#### Problem to work on:
Please quote only the lines that start at the one with "Objective — for the townhouse" and go on to the last line of the data, both ends kept.

#### Record list:
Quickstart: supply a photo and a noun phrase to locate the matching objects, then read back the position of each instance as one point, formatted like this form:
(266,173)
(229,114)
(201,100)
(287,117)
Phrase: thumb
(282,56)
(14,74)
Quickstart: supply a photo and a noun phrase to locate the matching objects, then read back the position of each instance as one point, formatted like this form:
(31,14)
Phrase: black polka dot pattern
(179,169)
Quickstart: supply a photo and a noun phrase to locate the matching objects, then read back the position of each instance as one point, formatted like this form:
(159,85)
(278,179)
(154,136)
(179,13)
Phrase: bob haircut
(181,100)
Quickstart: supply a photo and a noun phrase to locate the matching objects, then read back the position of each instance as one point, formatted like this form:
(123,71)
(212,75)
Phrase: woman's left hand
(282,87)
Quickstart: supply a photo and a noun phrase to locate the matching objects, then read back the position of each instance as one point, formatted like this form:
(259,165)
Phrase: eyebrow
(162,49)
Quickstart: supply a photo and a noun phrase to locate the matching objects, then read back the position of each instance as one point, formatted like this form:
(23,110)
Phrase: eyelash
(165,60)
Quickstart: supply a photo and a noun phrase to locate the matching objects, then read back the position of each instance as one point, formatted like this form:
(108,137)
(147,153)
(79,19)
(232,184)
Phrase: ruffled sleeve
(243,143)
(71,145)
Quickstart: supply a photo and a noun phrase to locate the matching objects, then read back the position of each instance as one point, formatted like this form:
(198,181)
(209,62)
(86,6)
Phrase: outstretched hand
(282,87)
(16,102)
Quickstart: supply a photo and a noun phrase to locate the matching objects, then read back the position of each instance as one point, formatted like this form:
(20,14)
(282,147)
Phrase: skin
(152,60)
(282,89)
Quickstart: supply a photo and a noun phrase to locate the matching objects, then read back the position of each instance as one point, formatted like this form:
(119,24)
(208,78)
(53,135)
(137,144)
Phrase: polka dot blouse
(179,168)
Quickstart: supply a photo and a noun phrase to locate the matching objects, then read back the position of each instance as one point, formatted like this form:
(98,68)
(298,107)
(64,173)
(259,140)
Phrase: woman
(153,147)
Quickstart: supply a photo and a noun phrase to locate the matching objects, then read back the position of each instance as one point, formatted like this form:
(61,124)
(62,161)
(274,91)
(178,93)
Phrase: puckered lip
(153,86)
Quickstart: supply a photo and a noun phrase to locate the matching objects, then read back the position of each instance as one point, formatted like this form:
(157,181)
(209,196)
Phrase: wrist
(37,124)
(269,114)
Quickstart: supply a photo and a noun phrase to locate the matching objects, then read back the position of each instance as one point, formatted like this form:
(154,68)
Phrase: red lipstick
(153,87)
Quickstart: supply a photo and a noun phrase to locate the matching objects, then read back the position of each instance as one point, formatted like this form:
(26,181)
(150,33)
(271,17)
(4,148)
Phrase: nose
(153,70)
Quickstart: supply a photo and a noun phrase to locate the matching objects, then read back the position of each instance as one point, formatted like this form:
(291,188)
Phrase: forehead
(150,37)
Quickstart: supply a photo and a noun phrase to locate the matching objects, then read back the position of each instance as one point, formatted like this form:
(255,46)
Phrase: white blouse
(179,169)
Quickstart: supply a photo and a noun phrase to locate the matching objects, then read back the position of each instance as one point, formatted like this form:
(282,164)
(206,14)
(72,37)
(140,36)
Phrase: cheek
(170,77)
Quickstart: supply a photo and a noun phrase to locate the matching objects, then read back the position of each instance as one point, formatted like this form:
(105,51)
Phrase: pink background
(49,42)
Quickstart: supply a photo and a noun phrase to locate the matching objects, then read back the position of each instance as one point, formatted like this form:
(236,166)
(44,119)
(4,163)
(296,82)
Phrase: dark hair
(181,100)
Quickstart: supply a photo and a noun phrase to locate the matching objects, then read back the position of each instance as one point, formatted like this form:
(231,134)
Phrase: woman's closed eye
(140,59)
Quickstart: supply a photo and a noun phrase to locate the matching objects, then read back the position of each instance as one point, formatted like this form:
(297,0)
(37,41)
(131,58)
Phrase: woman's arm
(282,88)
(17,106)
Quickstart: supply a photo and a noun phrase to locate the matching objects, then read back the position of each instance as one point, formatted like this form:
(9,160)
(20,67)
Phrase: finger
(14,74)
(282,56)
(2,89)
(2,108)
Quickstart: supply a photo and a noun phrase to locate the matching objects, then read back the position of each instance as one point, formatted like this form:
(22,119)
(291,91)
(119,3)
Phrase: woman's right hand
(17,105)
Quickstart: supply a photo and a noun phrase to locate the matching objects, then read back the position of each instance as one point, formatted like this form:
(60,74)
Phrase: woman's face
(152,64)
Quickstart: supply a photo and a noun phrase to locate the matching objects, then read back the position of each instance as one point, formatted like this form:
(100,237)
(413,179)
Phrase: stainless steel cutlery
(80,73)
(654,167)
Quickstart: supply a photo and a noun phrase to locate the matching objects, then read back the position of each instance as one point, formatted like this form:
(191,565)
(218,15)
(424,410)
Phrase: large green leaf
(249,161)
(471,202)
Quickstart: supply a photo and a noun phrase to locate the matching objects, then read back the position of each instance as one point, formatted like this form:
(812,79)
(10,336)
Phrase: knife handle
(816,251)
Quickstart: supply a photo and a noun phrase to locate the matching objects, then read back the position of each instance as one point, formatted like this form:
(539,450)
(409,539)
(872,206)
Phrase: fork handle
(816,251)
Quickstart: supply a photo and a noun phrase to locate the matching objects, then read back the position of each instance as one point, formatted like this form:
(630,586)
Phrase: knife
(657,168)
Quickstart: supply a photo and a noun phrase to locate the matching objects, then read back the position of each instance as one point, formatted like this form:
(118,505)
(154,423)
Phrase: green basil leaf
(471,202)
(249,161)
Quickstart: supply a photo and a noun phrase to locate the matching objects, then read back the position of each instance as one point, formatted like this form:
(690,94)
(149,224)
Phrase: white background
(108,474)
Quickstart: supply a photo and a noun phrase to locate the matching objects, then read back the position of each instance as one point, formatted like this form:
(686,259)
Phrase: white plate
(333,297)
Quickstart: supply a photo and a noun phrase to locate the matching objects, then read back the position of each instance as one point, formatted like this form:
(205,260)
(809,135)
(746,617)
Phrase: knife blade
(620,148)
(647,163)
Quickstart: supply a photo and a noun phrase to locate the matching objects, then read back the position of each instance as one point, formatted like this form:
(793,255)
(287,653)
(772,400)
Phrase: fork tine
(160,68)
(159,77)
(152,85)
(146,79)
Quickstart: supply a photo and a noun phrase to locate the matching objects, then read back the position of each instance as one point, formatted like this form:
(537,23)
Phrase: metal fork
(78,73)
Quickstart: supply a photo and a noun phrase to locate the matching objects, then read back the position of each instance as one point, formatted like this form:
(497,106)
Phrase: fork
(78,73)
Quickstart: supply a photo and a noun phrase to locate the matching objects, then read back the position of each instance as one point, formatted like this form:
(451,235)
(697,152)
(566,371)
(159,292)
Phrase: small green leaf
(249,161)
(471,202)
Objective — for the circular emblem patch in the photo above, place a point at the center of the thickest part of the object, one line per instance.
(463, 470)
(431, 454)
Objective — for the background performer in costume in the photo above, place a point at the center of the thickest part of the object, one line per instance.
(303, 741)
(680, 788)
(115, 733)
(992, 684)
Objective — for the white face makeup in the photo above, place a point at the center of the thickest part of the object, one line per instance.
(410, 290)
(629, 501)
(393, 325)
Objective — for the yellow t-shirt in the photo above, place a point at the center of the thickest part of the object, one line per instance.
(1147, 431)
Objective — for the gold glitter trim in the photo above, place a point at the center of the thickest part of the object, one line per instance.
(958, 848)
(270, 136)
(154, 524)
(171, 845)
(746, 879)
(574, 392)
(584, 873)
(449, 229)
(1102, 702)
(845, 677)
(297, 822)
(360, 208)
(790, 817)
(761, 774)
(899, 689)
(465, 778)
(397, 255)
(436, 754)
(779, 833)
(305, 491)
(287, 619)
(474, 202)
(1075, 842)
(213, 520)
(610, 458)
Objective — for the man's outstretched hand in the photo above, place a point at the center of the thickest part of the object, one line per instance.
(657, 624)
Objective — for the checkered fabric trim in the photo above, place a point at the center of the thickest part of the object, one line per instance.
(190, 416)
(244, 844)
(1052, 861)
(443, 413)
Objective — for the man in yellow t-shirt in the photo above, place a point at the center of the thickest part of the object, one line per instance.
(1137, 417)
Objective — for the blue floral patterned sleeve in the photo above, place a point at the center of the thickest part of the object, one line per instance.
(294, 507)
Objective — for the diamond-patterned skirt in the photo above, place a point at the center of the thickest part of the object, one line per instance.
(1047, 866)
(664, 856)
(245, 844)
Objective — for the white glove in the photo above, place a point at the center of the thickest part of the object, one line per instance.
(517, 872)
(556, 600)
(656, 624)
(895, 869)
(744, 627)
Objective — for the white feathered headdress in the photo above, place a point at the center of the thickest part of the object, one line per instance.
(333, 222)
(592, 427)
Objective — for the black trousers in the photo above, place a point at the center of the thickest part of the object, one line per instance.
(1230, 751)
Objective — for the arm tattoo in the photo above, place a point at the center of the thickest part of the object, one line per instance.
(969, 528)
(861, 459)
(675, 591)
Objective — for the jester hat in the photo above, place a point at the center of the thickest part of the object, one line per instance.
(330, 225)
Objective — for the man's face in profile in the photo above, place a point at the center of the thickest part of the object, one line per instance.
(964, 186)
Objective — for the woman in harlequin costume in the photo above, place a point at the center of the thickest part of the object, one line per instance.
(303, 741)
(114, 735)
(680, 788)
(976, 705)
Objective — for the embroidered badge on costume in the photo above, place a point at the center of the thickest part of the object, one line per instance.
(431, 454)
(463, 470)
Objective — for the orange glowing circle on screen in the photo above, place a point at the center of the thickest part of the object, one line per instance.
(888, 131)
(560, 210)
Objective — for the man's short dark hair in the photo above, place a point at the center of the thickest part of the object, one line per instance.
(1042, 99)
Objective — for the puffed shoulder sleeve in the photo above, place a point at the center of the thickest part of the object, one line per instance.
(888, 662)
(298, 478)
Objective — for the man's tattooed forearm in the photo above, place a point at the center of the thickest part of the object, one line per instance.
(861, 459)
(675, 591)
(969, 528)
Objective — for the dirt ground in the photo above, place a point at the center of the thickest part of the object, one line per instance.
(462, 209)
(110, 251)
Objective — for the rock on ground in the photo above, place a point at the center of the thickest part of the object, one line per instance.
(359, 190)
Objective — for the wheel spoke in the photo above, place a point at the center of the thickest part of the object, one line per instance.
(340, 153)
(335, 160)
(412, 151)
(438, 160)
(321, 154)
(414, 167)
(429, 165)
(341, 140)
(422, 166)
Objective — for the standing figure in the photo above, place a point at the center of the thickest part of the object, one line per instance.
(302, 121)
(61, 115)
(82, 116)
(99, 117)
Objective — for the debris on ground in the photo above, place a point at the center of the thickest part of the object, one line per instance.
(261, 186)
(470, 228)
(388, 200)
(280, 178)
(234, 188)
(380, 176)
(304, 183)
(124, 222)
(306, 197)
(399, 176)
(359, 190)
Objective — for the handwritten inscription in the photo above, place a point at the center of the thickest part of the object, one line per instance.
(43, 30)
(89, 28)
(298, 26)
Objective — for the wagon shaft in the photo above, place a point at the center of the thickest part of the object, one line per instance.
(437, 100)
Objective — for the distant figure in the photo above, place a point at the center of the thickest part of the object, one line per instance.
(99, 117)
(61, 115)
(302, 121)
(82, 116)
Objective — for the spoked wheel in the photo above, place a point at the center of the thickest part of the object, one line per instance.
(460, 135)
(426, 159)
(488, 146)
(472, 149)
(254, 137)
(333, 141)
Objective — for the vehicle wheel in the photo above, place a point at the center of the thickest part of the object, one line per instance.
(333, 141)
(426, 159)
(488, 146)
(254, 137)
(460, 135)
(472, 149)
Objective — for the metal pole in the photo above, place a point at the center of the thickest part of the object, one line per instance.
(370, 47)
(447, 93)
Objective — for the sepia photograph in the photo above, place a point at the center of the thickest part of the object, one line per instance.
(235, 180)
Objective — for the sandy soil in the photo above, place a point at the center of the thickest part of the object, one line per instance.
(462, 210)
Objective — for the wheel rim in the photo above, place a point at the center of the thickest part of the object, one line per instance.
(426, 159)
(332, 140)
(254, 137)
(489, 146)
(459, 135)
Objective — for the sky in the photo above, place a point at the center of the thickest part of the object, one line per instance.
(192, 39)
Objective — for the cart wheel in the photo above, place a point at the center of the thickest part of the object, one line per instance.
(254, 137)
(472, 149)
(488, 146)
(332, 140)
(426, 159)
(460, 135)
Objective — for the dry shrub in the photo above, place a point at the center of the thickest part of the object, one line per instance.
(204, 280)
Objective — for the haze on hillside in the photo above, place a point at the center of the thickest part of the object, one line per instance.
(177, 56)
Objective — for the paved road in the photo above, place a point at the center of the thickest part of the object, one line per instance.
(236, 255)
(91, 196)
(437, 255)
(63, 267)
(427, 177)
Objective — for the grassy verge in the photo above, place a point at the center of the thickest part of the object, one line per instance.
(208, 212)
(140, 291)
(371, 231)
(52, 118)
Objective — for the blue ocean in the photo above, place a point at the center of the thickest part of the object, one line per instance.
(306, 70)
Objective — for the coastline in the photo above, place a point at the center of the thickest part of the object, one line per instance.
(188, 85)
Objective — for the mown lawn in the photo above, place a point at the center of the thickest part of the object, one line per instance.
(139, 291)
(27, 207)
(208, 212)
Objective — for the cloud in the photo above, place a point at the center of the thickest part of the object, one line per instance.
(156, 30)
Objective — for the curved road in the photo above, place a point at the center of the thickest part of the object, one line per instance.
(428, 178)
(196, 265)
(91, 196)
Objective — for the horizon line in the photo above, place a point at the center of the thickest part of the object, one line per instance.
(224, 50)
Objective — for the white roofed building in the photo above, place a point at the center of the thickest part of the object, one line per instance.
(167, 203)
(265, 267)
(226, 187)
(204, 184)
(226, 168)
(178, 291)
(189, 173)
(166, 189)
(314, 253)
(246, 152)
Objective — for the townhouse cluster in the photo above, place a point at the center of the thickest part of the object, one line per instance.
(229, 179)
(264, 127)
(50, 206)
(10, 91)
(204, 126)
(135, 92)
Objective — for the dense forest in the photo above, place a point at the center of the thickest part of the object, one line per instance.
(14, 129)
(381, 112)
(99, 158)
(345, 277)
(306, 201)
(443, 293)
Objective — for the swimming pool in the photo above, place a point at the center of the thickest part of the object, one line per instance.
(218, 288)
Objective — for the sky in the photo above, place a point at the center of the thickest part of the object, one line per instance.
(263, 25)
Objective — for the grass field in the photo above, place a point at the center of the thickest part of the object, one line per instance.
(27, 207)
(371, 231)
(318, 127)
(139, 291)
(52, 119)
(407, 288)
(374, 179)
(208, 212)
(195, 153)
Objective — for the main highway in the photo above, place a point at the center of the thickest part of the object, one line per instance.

#### Full answer:
Objective — for the townhouse cluster in the photo above, place a point at the center of the thickest part of the object, one line per instance.
(229, 179)
(264, 127)
(50, 206)
(10, 91)
(204, 126)
(135, 92)
Objective — for the dense forest in the photo above, place a point at the center of the thickest part of the object, one line per instance.
(14, 129)
(381, 112)
(99, 158)
(345, 277)
(306, 201)
(443, 293)
Objective — for the swimming pool in the photo above, place a point at the center of the thickest part of the object, one line per instance.
(218, 288)
Objective — for the sky in the photo above, place a point at the center of the thickest part of the object, one line per instance.
(263, 25)
Objective — for the grass field in the photo above, place a point at the center of the thickest part of the object, one line per instance.
(27, 207)
(371, 231)
(318, 127)
(139, 291)
(52, 119)
(407, 288)
(374, 179)
(208, 212)
(195, 153)
Objective — for the main highway in the photo above, place a point at the center of the thickest part of the object, one line per instance.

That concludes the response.